### What this task involves
Copy the lines of the listing below word for word, starting at the line that contains "Spot the swimming" and ending at the final line of the listing.

### Task input
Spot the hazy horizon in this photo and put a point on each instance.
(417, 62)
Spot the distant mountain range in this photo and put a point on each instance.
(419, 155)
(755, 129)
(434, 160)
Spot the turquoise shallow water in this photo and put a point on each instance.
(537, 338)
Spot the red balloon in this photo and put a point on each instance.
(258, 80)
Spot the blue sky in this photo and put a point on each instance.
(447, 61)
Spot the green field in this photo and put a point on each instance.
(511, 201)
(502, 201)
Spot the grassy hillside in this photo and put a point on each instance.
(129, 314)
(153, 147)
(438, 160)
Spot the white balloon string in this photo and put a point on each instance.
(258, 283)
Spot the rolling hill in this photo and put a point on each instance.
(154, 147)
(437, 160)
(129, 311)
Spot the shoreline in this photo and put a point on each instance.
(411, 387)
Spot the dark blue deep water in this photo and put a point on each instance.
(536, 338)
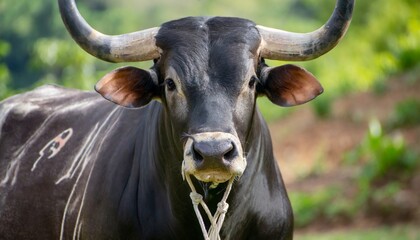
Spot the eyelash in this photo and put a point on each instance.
(252, 82)
(170, 84)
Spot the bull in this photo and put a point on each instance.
(75, 166)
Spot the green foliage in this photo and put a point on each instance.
(383, 155)
(401, 232)
(384, 164)
(406, 113)
(326, 204)
(322, 106)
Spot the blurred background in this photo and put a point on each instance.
(350, 158)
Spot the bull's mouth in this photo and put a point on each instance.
(213, 157)
(214, 177)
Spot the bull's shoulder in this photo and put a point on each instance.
(42, 101)
(23, 115)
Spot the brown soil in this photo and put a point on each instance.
(310, 150)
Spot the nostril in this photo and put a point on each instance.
(231, 153)
(197, 155)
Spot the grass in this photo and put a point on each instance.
(400, 232)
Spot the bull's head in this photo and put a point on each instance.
(208, 73)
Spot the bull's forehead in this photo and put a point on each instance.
(203, 49)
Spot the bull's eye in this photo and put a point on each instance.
(252, 81)
(170, 84)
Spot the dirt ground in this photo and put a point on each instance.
(304, 143)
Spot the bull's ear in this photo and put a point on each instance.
(289, 85)
(128, 86)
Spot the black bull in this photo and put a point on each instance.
(73, 165)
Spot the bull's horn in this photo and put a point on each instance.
(283, 45)
(131, 47)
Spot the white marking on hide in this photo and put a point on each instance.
(54, 146)
(87, 147)
(80, 163)
(21, 152)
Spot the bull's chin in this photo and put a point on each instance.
(214, 177)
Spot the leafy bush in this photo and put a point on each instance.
(406, 113)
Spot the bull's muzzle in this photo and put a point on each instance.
(213, 157)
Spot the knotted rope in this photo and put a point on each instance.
(218, 218)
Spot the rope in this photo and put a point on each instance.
(218, 218)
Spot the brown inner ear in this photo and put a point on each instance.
(290, 85)
(127, 86)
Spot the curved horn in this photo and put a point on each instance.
(283, 45)
(131, 47)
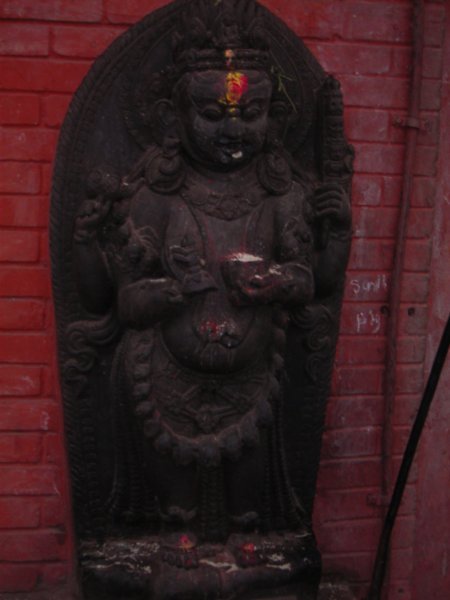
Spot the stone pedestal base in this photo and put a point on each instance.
(176, 567)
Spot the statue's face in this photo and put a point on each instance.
(224, 116)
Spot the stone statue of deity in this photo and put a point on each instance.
(206, 265)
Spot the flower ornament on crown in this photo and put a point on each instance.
(221, 35)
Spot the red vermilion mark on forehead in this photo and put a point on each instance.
(236, 84)
(229, 55)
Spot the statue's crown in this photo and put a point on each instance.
(221, 34)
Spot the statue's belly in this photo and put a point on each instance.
(218, 340)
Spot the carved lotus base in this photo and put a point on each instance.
(176, 567)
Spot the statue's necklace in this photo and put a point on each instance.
(229, 205)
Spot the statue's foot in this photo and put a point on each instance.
(247, 554)
(182, 553)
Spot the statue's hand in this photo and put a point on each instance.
(332, 207)
(260, 288)
(91, 215)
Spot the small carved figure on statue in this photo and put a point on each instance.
(193, 267)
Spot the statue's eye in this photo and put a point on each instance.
(212, 113)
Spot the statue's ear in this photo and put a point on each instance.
(165, 120)
(279, 117)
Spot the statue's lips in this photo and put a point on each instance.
(233, 149)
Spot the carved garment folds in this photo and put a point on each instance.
(200, 234)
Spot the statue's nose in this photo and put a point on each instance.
(232, 128)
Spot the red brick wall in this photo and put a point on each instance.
(46, 47)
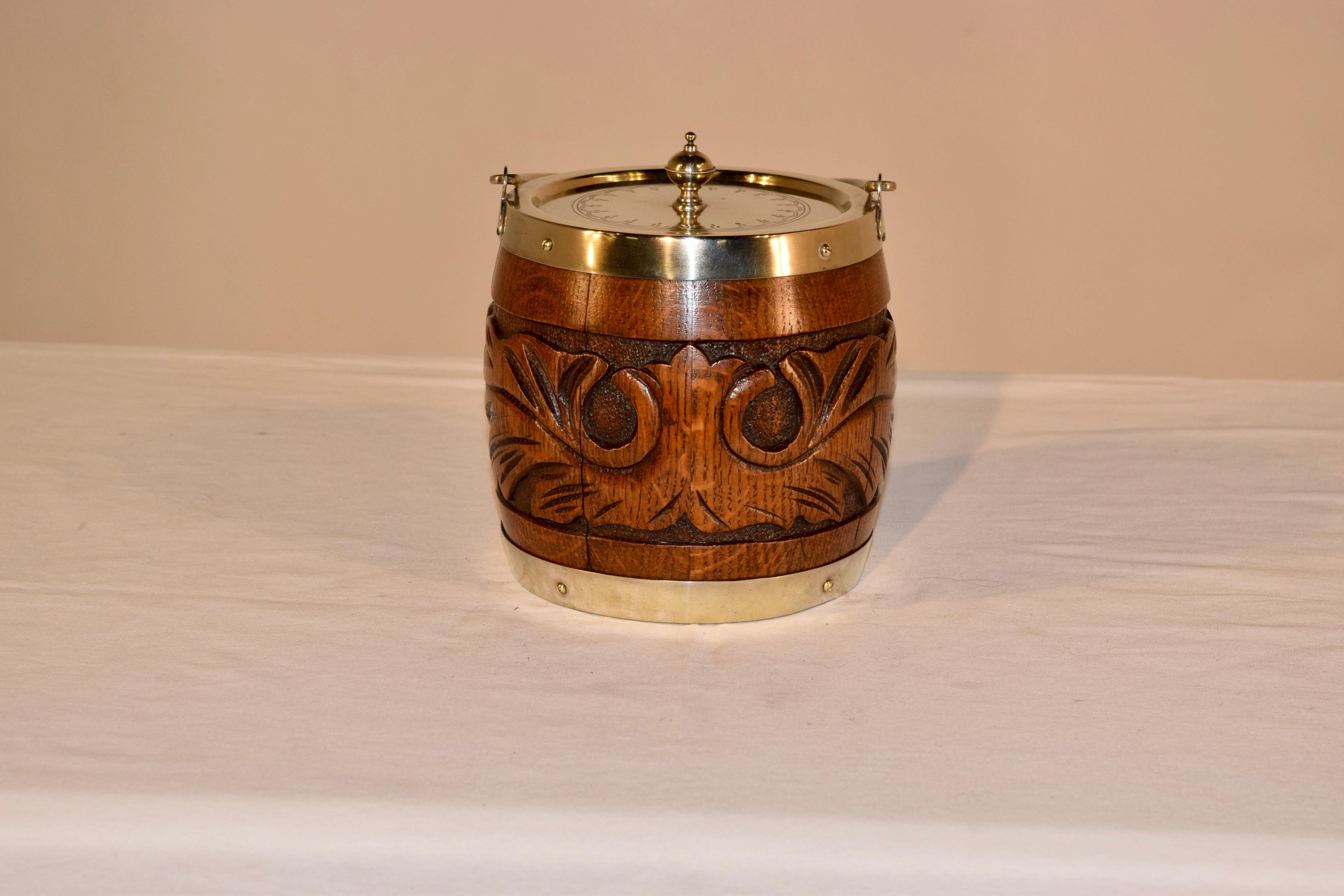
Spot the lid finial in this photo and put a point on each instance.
(690, 170)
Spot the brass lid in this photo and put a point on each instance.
(690, 221)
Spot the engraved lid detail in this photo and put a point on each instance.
(690, 220)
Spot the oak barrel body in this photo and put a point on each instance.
(689, 431)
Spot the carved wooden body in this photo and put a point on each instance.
(694, 431)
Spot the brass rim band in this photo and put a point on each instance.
(532, 234)
(685, 602)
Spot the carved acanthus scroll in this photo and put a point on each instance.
(693, 449)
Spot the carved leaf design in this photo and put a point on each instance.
(687, 469)
(550, 386)
(831, 386)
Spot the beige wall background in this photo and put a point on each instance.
(1084, 187)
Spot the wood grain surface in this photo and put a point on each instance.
(689, 460)
(690, 311)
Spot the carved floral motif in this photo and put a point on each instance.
(691, 449)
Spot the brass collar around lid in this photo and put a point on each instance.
(690, 170)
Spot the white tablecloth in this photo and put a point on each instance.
(259, 636)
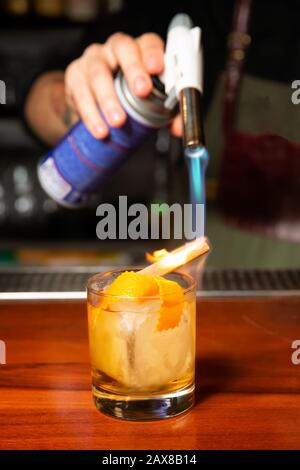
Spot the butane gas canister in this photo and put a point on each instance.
(76, 169)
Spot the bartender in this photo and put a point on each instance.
(57, 99)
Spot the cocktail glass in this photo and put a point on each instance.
(142, 351)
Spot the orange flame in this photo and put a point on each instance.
(156, 255)
(164, 262)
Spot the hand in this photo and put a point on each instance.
(89, 81)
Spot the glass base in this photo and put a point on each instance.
(144, 408)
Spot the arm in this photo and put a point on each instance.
(87, 85)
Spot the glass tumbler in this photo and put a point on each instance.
(142, 350)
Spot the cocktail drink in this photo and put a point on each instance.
(142, 343)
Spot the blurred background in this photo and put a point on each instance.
(33, 229)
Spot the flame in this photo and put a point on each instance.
(156, 255)
(179, 257)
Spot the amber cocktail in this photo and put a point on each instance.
(142, 343)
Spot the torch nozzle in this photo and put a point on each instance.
(190, 107)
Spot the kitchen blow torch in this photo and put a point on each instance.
(183, 79)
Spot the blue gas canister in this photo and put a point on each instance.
(75, 170)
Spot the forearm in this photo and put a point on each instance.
(45, 107)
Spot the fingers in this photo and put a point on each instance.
(79, 88)
(176, 126)
(102, 85)
(152, 51)
(89, 80)
(128, 55)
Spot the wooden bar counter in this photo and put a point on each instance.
(247, 385)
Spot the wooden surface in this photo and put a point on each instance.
(247, 387)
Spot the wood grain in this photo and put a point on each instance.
(247, 387)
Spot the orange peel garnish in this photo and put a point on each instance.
(140, 286)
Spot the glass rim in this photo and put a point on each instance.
(102, 275)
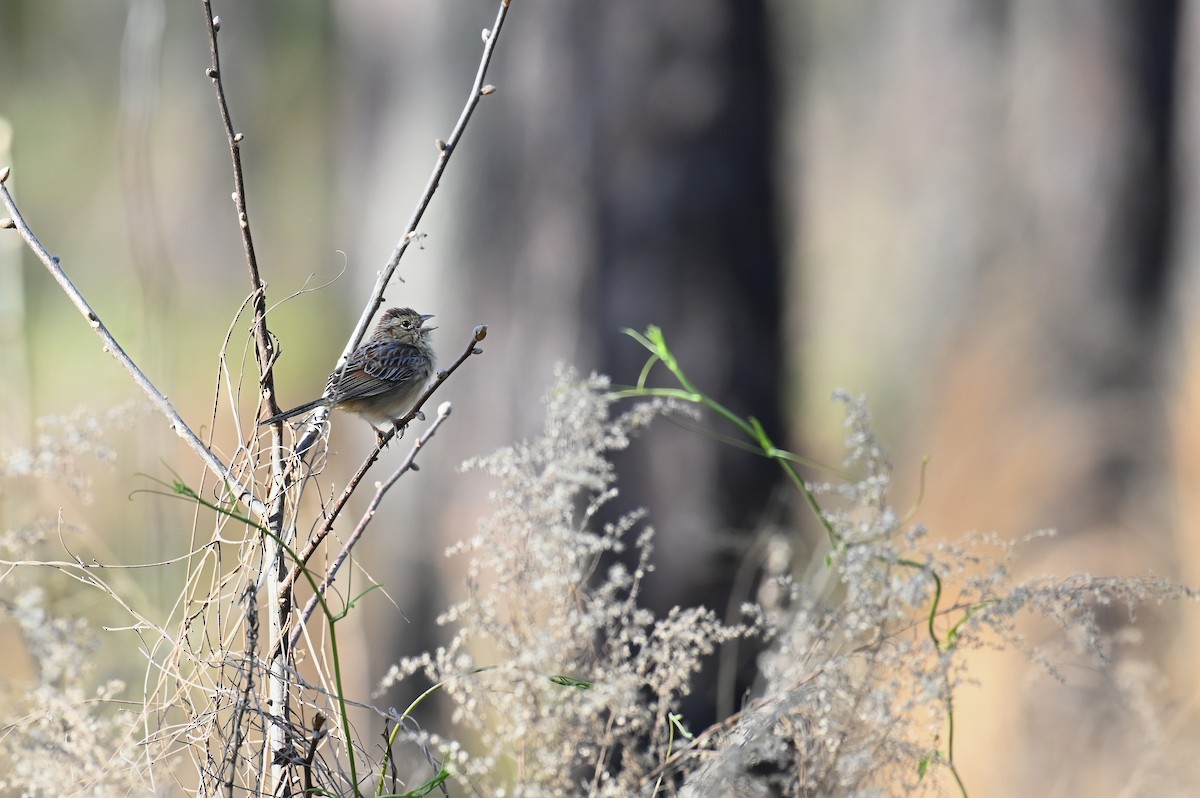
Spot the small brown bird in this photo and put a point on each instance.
(384, 377)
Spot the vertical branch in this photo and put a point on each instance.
(280, 601)
(445, 149)
(479, 89)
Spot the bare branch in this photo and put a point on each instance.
(478, 335)
(240, 492)
(365, 521)
(263, 346)
(445, 149)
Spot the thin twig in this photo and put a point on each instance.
(240, 492)
(365, 521)
(445, 149)
(264, 346)
(478, 335)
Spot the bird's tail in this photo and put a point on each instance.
(295, 411)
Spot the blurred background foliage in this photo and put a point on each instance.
(979, 213)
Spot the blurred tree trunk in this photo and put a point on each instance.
(618, 178)
(990, 226)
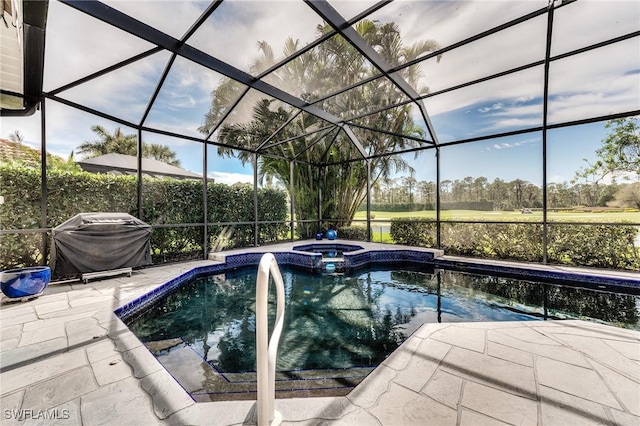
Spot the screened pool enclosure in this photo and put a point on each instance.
(478, 127)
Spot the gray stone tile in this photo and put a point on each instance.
(578, 381)
(42, 334)
(167, 395)
(84, 331)
(58, 305)
(359, 417)
(12, 401)
(528, 335)
(301, 409)
(6, 345)
(445, 388)
(67, 414)
(561, 408)
(372, 387)
(11, 405)
(630, 350)
(400, 357)
(422, 364)
(101, 349)
(19, 319)
(112, 369)
(471, 418)
(494, 372)
(591, 329)
(83, 291)
(219, 413)
(509, 354)
(14, 309)
(556, 351)
(468, 338)
(626, 390)
(500, 405)
(36, 325)
(7, 333)
(53, 392)
(401, 406)
(42, 370)
(602, 352)
(624, 419)
(126, 341)
(142, 361)
(94, 299)
(119, 403)
(428, 329)
(87, 310)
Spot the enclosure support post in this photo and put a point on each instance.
(320, 180)
(369, 200)
(255, 200)
(438, 240)
(291, 199)
(545, 110)
(139, 175)
(205, 202)
(43, 180)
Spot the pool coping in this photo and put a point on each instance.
(402, 390)
(378, 254)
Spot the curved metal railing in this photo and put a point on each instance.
(267, 352)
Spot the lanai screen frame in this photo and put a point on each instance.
(179, 47)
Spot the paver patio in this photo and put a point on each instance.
(67, 355)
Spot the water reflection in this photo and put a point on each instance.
(343, 321)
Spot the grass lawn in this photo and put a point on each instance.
(505, 216)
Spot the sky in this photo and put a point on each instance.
(599, 82)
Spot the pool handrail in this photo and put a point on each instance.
(266, 354)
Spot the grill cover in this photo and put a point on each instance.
(94, 242)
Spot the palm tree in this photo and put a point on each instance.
(16, 136)
(121, 143)
(331, 66)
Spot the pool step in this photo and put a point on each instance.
(205, 383)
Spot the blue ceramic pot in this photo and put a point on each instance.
(25, 282)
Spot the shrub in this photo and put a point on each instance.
(164, 202)
(604, 246)
(357, 233)
(414, 232)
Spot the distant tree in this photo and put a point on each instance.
(121, 143)
(627, 196)
(620, 151)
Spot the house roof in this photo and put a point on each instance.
(128, 165)
(10, 150)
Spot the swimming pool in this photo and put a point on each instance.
(338, 327)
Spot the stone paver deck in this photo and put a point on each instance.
(66, 355)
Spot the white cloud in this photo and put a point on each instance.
(494, 107)
(230, 178)
(587, 85)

### Result
Spot the swimming pool in this photo and put a point on each instance.
(338, 327)
Spot the stone paver deck in this photo and put a point on each instance.
(66, 355)
Spot the white cloud in this photo and put a point on each instance.
(494, 107)
(230, 178)
(587, 85)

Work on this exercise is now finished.